TASK TO COMPLETE: Repeat the records exactly. Every line must match.

ITEMS:

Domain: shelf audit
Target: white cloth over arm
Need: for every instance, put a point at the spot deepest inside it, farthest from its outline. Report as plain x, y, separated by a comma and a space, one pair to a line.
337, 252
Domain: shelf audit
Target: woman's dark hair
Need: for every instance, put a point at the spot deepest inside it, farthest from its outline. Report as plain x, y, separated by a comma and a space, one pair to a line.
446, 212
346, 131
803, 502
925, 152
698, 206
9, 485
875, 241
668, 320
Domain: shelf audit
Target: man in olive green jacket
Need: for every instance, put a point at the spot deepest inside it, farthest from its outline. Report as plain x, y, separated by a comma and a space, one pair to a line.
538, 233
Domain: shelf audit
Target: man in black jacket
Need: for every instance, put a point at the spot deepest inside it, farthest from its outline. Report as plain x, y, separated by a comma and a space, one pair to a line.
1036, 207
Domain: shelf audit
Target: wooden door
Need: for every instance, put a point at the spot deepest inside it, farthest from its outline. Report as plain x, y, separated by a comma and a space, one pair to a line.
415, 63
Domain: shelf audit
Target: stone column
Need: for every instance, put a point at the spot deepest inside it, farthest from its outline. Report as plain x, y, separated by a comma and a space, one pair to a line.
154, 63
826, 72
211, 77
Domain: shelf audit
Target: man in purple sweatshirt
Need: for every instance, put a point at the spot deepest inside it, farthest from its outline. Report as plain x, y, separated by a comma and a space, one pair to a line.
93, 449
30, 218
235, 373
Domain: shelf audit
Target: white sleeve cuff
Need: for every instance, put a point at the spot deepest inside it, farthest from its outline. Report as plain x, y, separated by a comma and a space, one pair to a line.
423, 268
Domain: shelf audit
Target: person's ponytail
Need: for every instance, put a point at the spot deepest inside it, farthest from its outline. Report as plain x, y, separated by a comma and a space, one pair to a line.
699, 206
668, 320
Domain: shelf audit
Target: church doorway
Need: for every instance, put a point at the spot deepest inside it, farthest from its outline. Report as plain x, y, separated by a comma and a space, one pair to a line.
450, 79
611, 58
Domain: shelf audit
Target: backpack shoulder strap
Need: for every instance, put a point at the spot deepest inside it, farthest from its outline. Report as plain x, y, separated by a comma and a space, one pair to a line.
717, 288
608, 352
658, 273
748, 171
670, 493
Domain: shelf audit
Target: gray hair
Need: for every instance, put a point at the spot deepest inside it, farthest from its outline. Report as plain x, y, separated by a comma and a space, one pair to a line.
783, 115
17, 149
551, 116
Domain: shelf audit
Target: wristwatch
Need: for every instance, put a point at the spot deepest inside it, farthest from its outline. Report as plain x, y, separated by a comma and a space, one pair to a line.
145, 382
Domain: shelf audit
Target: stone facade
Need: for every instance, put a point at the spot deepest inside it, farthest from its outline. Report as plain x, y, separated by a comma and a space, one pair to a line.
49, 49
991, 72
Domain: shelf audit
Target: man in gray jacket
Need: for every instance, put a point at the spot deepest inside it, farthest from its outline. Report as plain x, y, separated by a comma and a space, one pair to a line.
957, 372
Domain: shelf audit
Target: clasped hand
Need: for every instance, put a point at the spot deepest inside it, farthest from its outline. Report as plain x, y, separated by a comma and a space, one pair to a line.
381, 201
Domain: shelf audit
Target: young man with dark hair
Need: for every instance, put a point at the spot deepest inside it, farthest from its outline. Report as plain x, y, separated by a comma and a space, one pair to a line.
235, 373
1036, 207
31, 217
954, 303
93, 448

EXERCISE RESPONSE:
Domain: shelf audit
Target: white cloth over arm
Need: for every instance, put a point at the spot deepest inside it, farthest from its outline. Report as plain x, y, separated by a comma and a space, one pair to a line.
337, 252
Domain: shelf audit
Target: woman's dark hair
Need: for every instance, put a point at the spot deepest inside it, farthest from its outline. Report as plain x, y, separated by a comma and a space, one pair to a line.
446, 212
346, 131
803, 502
925, 152
698, 206
9, 485
875, 241
668, 320
Domain: shelf audit
Target: man in olive green jacket
Need: for every instance, put a point at the spot deepest inside it, farthest from its outline. Report as plain x, y, separated by a comma and a space, one pair to a line.
538, 233
Domain: shelf audit
Target: man in black jacket
Need: for every instance, put a point at the spot deepest inside it, farthest from its outline. Report as plain x, y, separated by a comma and a space, one pair to a line.
1036, 207
Domain: shelf audit
Target: wooden door
Need: for every instance, put a point at the spot deepest inside it, farthest from its outline. Report as plain x, y, separated by a comma and a space, one pair to a line.
415, 63
Domain: shelf audit
Target: stone column
Need: for every instance, put a point at the spot deepest inside it, farthest from its outline. Report as plain x, y, separated by a comma and a space, one pair to a line.
154, 63
826, 72
211, 77
Domain: shelf audit
Target: man in purple sweatshirt
Need: for every instance, put a point at the spot deepest inside it, farthest from its outline. Report as plain x, y, separated by a comma and a space, one pair to a line.
93, 449
30, 218
235, 373
Domain: shelf audit
Target: white sleeve cuff
Need: for every instance, put a point at the spot deepest inside it, farthest from its outline. Report as plain x, y, separated by a comma and a space, one pair to a line.
423, 268
Domain: shelf audit
Target: person's ponytail
Need: for every instance, put a point at the spot deepest inside it, farthest from its outline. Report as plain x, y, separated by a comma and a space, one pair to a line.
699, 206
668, 320
Domain: shelf audit
Target: church doorway
Need: for every instance, put a point at the spot deepest inside it, farthest from its outline. Report as plain x, y, separated by a comma and a space, one pair to a line.
450, 79
611, 58
Domain: shelf audit
Target: backpack shoulder strap
Need: for every instance, put a point at the spot deepest inside it, farthest from its outline. Report as plain x, y, separated by a comma and a space, one pair to a line.
717, 288
608, 352
658, 273
748, 171
670, 493
Domain: shelf audit
Target: gray hair
Need: for every instance, put a point at the spot deepest inside it, farthest from its outline. Report as plain x, y, separated by a comma and a space, one pair to a line.
783, 115
17, 149
551, 116
Domain: shelf audit
Target: wristwatch
Need: for every instance, put a point at the spot deepest inside it, farthest from its outline. Report as plain x, y, separated by a comma and a space, one pair to a line.
145, 382
Domain: shelf audit
Target: stone facade
Need: for every instance, put a point at the spot deepest inside it, farthest from its outline. Report as plain x, y, separated by a comma and a space, one pair to a line.
49, 49
991, 72
Domain: shelf audit
Target: man in gray jacket
Need: for every instance, put a point at the spot deepest inside it, farthest from its outline. Report as plain x, y, separated by a comma and a space, one pair to a line.
957, 372
Domain: shelf audit
Target: clasped hand
Need: for every instance, put a point at the spot deepest inside it, farthest from its outline. Report as plain x, y, separated by a comma and a space, one pair to a line.
381, 201
Domain: shelf audit
Target: young man with dark hair
Need: for every instance, put a point at the spot deepest inside it, farthest from its outline. Report as plain x, y, separated by a comma and a space, one pair to a line.
235, 373
1036, 207
31, 217
954, 303
93, 448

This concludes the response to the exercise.